> **What to do**
Retype the following lines word for word, keeping every character as it appears.

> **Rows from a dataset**
— Begin —
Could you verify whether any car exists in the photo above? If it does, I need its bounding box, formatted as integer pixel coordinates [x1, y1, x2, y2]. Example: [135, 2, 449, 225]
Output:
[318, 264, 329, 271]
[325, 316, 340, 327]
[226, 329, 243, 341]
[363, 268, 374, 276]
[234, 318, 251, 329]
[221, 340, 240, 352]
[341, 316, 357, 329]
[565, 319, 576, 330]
— End —
> **Solution**
Could you verify whether any car exists in the photo above? If it does, I need its bounding box, formatted as integer pixel coordinates [x1, y1, x2, y2]. Example: [135, 2, 449, 225]
Output:
[318, 264, 329, 271]
[325, 316, 340, 327]
[226, 329, 243, 341]
[363, 268, 374, 276]
[234, 318, 251, 329]
[221, 340, 240, 352]
[341, 316, 357, 329]
[565, 319, 576, 330]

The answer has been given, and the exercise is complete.